▶ **Tarea pendiente**
Según el texto sobre la poscensura, ¿qué ideología sería el catalizador de las descargas de furia e indignación de las masas tuiteras?

▶ **Texto fuente**
═══
El concepto de “poscensura” ha sido recibido con alharacas por decenas de presuntas víctimas de “linchamientos digitales” que no han perdido un instante en salir disparados a contarnos sus vidas
El catalizador de las descargas de furia e indignación de las masas tuiteras sería, como hemos adelantado, la ideología de lo políticamente correcto. De nuevo se echa en falta un análisis riguroso de la influencia de esta ideología en la sociedad española, pero pasémoslo por alto en aras de la brevedad y el buen rollo. Me parece más urgente preguntarnos a quién le supone un problema que una Consejería de Educación difunda un manual destinado a erradicar la discriminación por razón de género, raza u orientación sexual. ¿Qué libertad en concreto se está atacando cuando se recomienda o incluso se impone el uso de terminología inclusiva en el lenguaje burocrático? ¿Hemos oído hablar de las “normas de etiqueta”? ¿Aceptaríamos con total naturalidad que un funcionario se dirigiera a un ciudadano llamándole “eh, tú, hijo de la gran puta”? La extirpación de expresiones ofensivas en las comunicaciones oficiales de la administración, y su progresiva extensión a otros contextos comunicativos, no parece un objetivo demasiado censurable, a no ser que uno tema que por el camino le sean cercenados unos cuantos privilegios que hasta ahora detentaba por razón de género, raza u orientación sexual.
El hecho de que la extensión de la democracia conlleve la incorporación progresiva de colectivos e identidades al disfrute de los derechos constitucionales y a la ocupación del espacio público, implica que esos colectivos e identidades hasta entonces subalternas adquieran y ejerciten una autoestima de la que carecían. Teniendo en cuenta que la ideología sustentadora de las democracias modernas nos atribuye derechos a todos y cada uno de nosotros, la oposición frontal a las exigencias de reconocimiento de esos colectivos tradicionalmente excluidos (mujeres, homosexuales, personas de raza no blanca o religión no cristiana) no puede recurrir a mecanismos de legitimación de privilegios que se consideran extintos o de mal gusto (la pureza racial, la gracia divina, la virilidad), de modo que, al no poder atacar los fundamentos teóricos y formales de esas exigencias, debe contentarse con embestir contra los modos (intolerantes, exaltados, etc.) en que éstas se manifiestan.
═══
▶ **Datos proporcionados**
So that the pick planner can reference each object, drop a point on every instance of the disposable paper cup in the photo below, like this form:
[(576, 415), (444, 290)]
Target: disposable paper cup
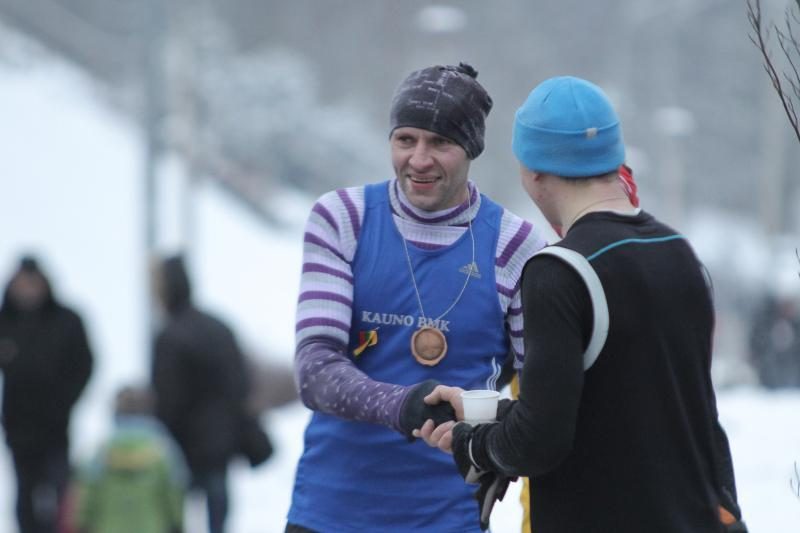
[(480, 406)]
═══
▶ **Resultado del ejercicio**
La ideología de lo políticamente correcto.